- WHAT IS REQUIRED -
Show, copied in full, every line of the rows below that contains the string "bench". Case counts.

- SUPPLIED MATERIAL -
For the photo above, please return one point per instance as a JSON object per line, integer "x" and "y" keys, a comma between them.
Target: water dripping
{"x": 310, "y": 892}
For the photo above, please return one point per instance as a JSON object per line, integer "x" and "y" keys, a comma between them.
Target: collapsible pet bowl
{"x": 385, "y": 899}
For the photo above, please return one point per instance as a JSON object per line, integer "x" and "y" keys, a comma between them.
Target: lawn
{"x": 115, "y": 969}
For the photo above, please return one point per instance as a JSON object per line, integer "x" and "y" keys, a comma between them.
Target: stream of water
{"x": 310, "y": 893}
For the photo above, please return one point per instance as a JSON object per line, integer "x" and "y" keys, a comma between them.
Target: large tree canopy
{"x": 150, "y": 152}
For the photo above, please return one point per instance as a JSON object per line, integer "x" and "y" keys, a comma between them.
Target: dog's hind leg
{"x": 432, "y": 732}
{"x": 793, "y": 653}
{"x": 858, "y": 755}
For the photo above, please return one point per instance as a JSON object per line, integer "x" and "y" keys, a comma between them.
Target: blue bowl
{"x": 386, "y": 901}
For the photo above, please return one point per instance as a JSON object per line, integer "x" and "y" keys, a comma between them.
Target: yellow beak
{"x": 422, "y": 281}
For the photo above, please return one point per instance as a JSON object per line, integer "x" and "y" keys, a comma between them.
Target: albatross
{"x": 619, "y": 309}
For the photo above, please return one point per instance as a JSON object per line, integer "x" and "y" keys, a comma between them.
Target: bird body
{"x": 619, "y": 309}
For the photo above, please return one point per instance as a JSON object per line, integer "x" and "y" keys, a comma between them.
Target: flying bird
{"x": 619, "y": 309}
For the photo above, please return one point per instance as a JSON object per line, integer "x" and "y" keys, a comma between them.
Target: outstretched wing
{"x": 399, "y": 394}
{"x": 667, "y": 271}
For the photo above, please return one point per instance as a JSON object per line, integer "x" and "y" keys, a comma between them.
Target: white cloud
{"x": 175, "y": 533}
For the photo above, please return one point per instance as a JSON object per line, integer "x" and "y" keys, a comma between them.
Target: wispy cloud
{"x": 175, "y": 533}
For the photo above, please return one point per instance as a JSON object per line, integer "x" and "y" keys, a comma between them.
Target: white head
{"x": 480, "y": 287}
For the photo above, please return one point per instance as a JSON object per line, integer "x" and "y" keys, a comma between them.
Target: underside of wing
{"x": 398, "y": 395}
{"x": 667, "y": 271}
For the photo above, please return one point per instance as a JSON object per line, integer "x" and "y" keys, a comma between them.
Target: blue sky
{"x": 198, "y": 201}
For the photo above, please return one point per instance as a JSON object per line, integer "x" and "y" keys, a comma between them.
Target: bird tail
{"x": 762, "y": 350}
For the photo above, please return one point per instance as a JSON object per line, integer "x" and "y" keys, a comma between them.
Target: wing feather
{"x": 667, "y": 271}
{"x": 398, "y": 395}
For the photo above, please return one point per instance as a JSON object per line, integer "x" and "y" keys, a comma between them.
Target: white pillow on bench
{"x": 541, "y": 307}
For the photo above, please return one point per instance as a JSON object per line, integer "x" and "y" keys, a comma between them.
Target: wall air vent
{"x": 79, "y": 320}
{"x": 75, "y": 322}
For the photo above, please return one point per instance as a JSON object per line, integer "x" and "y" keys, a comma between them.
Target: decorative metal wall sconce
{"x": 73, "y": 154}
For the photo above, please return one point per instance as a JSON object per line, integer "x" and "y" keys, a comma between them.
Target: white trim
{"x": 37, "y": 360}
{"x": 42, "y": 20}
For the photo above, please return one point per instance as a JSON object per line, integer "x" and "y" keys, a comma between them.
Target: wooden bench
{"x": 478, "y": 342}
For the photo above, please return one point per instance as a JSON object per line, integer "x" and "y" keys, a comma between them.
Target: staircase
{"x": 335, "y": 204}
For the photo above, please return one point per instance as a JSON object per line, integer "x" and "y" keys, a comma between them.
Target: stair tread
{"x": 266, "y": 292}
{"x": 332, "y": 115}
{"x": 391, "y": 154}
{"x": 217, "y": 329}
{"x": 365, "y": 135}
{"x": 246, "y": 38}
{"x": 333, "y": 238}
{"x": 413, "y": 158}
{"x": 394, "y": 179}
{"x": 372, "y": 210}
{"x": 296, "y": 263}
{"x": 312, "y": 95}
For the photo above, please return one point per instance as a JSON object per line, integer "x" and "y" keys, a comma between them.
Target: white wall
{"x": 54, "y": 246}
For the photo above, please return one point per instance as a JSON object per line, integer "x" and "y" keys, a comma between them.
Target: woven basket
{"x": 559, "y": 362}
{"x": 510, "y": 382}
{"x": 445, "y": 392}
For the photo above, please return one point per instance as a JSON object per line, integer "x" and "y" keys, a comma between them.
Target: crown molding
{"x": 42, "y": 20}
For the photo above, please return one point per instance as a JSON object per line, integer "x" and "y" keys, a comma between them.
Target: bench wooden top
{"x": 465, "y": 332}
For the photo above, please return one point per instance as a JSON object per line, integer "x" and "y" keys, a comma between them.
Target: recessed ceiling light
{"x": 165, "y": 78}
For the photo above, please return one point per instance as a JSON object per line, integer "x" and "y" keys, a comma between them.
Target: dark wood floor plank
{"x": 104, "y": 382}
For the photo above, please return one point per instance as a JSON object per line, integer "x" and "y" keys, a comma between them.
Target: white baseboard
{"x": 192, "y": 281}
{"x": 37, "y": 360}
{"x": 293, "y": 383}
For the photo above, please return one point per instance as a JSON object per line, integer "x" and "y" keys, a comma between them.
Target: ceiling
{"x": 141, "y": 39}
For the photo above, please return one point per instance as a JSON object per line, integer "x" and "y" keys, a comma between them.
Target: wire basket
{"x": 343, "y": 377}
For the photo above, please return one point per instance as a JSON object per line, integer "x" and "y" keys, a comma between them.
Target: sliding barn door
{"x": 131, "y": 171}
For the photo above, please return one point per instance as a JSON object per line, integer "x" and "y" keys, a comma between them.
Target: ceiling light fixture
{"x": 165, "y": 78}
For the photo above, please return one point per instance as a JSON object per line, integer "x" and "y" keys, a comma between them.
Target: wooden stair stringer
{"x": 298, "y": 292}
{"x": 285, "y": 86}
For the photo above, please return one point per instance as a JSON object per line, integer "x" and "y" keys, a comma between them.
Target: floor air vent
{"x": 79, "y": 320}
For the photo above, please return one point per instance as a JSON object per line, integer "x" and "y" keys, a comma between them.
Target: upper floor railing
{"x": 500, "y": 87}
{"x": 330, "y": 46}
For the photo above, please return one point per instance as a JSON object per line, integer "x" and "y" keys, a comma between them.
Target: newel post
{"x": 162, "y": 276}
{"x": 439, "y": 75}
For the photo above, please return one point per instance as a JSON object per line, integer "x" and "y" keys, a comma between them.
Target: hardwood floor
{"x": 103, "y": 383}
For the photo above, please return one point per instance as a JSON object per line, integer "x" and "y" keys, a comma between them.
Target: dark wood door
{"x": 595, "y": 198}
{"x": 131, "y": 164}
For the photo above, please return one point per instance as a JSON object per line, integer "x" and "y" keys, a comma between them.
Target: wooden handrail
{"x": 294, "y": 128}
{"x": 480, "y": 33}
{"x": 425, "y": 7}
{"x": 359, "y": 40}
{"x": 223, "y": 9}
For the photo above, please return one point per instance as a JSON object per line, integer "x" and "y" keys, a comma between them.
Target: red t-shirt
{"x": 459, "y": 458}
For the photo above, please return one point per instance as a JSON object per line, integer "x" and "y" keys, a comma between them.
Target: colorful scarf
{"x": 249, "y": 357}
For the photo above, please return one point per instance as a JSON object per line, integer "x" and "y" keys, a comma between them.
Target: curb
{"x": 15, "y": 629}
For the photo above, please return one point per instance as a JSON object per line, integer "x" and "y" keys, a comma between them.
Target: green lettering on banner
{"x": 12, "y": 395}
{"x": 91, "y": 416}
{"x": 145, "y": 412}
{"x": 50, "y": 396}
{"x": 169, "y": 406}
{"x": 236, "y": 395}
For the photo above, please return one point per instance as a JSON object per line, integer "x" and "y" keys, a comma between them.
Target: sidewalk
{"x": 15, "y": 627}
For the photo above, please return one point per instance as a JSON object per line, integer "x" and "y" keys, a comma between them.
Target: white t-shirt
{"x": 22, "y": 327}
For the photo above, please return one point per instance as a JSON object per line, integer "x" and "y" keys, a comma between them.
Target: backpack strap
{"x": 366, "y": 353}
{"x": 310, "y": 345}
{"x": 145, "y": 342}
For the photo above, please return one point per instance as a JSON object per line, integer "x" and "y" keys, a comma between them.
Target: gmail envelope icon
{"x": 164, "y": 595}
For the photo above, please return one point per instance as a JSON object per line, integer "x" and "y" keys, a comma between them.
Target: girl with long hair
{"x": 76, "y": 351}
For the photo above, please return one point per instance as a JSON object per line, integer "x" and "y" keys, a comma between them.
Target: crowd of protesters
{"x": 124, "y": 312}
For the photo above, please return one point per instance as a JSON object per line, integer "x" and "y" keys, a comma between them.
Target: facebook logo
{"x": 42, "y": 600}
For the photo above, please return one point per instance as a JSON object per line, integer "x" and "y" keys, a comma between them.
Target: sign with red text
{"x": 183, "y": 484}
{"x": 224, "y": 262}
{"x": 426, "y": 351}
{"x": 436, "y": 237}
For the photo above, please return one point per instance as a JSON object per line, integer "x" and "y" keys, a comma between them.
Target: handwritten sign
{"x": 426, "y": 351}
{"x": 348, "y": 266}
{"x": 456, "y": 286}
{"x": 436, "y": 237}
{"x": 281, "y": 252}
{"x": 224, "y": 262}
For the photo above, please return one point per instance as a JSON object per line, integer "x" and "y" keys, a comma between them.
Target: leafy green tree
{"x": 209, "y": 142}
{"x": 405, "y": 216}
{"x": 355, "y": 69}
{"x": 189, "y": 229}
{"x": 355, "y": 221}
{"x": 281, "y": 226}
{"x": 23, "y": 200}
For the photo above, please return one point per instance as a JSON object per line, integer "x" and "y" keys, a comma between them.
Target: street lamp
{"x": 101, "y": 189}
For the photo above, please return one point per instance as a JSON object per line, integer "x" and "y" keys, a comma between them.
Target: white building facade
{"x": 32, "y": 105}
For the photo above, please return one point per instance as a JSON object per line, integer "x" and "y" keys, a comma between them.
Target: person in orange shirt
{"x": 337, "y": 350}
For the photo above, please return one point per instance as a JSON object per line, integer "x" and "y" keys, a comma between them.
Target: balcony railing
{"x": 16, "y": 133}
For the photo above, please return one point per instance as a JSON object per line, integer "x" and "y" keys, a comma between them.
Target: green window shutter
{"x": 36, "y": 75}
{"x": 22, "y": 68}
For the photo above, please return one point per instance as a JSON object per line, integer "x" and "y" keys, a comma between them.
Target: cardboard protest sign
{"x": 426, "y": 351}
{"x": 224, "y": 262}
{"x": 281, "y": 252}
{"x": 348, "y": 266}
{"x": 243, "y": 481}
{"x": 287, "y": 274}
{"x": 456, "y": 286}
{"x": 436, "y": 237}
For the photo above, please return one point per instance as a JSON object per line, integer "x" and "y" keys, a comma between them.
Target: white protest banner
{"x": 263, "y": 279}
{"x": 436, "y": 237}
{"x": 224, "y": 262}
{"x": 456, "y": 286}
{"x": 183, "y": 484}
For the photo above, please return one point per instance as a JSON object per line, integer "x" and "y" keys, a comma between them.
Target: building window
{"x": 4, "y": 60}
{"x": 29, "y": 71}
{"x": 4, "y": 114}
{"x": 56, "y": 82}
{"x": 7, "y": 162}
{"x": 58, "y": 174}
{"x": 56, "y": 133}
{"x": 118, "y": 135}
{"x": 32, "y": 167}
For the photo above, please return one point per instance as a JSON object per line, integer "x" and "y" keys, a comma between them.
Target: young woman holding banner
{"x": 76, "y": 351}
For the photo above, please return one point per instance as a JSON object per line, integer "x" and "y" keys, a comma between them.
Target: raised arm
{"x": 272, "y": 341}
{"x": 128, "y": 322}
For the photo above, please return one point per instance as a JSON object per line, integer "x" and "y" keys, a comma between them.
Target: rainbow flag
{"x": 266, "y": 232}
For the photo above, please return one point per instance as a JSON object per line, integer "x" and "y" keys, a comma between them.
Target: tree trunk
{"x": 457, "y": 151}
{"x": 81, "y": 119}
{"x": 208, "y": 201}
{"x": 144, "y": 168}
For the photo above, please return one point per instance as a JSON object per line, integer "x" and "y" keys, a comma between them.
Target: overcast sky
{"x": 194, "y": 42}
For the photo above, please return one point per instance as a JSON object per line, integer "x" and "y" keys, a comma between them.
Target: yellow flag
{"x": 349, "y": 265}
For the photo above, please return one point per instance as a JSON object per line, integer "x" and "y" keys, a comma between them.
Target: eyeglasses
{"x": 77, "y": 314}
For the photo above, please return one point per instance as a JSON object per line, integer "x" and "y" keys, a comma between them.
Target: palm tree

- TASK SOLUTION -
Target: white pillow on bench
Target: wooden bench
Target: bench wooden top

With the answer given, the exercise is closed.